> **The exercise**
Every entry must be duplicated precisely as written.

Point annotation dataset records:
⁂

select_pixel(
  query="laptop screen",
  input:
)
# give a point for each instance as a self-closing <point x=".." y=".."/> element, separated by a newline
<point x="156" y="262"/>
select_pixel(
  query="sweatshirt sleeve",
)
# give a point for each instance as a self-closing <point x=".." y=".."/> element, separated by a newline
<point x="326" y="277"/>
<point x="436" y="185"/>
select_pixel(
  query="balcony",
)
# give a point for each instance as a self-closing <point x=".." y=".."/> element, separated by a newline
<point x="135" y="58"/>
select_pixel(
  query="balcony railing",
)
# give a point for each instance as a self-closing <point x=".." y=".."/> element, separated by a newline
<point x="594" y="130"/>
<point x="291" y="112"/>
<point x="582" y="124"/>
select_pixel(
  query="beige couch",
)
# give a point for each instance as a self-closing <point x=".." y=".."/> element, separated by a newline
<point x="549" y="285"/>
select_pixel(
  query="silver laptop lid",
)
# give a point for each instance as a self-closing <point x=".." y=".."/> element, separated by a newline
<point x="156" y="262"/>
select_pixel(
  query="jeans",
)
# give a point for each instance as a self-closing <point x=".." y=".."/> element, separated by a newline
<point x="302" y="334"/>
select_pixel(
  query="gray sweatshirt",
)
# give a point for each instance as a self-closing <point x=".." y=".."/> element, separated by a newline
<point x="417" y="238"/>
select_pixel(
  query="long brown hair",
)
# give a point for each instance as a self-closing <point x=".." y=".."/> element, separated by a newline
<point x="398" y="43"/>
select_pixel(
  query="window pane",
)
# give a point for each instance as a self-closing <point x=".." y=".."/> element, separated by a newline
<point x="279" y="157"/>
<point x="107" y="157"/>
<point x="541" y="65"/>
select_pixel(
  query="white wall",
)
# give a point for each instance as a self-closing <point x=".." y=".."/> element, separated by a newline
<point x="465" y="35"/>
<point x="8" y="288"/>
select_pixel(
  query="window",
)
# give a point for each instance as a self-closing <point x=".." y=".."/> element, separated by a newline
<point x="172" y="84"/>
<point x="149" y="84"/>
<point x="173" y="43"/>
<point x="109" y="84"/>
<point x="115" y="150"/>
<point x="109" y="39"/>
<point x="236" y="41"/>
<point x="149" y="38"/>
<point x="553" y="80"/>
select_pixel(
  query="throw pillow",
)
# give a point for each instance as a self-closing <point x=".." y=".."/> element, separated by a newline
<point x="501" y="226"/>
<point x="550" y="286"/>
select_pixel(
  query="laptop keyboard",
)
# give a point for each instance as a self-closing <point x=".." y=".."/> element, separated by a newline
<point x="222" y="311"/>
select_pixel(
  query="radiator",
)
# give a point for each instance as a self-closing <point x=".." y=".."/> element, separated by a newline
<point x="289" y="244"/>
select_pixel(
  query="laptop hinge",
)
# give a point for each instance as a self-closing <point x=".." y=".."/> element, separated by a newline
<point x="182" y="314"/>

⁂

> **Response to the exercise**
select_pixel(
  query="laptop screen",
  input:
)
# give a point for each instance as a self-closing <point x=".." y=".."/> element, separated by a newline
<point x="156" y="262"/>
select_pixel(
  query="sweatshirt sleeve",
)
# give a point for each instance as a self-closing <point x=".." y=".."/> element, separated by a newline
<point x="326" y="277"/>
<point x="436" y="185"/>
select_pixel(
  query="balcony",
)
# give a point for each instance as a self-closing <point x=".." y=".."/> element, separated by a newline
<point x="135" y="58"/>
select_pixel(
  query="balcony railing",
)
# give a point for each instance as a self-closing <point x=".." y=".."/> element, separated by a newline
<point x="594" y="130"/>
<point x="291" y="112"/>
<point x="582" y="124"/>
select_pixel(
  query="beige couch",
)
# give a point for each instance as a self-closing <point x=".." y=".."/> element, separated by a newline
<point x="549" y="285"/>
select_pixel(
  query="silver laptop lid",
)
# give a point for each instance as a self-closing <point x=".." y=".."/> element, separated by a newline
<point x="156" y="262"/>
select_pixel(
  query="jeans",
)
# give a point for each instance as a self-closing <point x=".." y=".."/> element, separated by a newline
<point x="302" y="334"/>
select_pixel(
  query="gray sweatshirt",
)
# give a point for each instance as a self-closing <point x=".." y=".."/> element, separated by a newline
<point x="417" y="238"/>
select_pixel(
  query="long brown hair",
)
# give a point for each instance as a self-closing <point x=".." y=".."/> element, separated by a newline
<point x="398" y="43"/>
select_pixel(
  query="window pane",
)
# give a point for each instance as a self-closing <point x=".." y=".."/> element, separated by a newline
<point x="279" y="157"/>
<point x="107" y="157"/>
<point x="541" y="65"/>
select_pixel(
  query="white wall",
)
# give a point for each instance as a self-closing <point x=".." y=".."/> element, separated by a newline
<point x="465" y="35"/>
<point x="8" y="288"/>
select_pixel(
  query="window",
)
# give a point for each instance as a self-closing <point x=".." y=".."/> element, separated by a newline
<point x="172" y="84"/>
<point x="149" y="84"/>
<point x="173" y="43"/>
<point x="109" y="84"/>
<point x="115" y="150"/>
<point x="109" y="39"/>
<point x="236" y="41"/>
<point x="149" y="38"/>
<point x="553" y="80"/>
select_pixel(
  query="throw pillow",
)
# give a point for each instance as a self-closing <point x=".." y=".."/> element, separated by a newline
<point x="501" y="226"/>
<point x="550" y="286"/>
select_pixel(
  query="laptop keyboard",
)
# give a point for each instance as a self-closing <point x=".." y=".."/> element, separated by a newline
<point x="222" y="311"/>
select_pixel(
  query="radiator",
)
# give a point for each instance as a self-closing <point x=".." y=".."/> element, separated by a newline
<point x="289" y="244"/>
select_pixel(
  query="laptop hinge",
)
# give a point for each instance as a self-closing <point x=".." y=".."/> element, separated by a newline
<point x="182" y="314"/>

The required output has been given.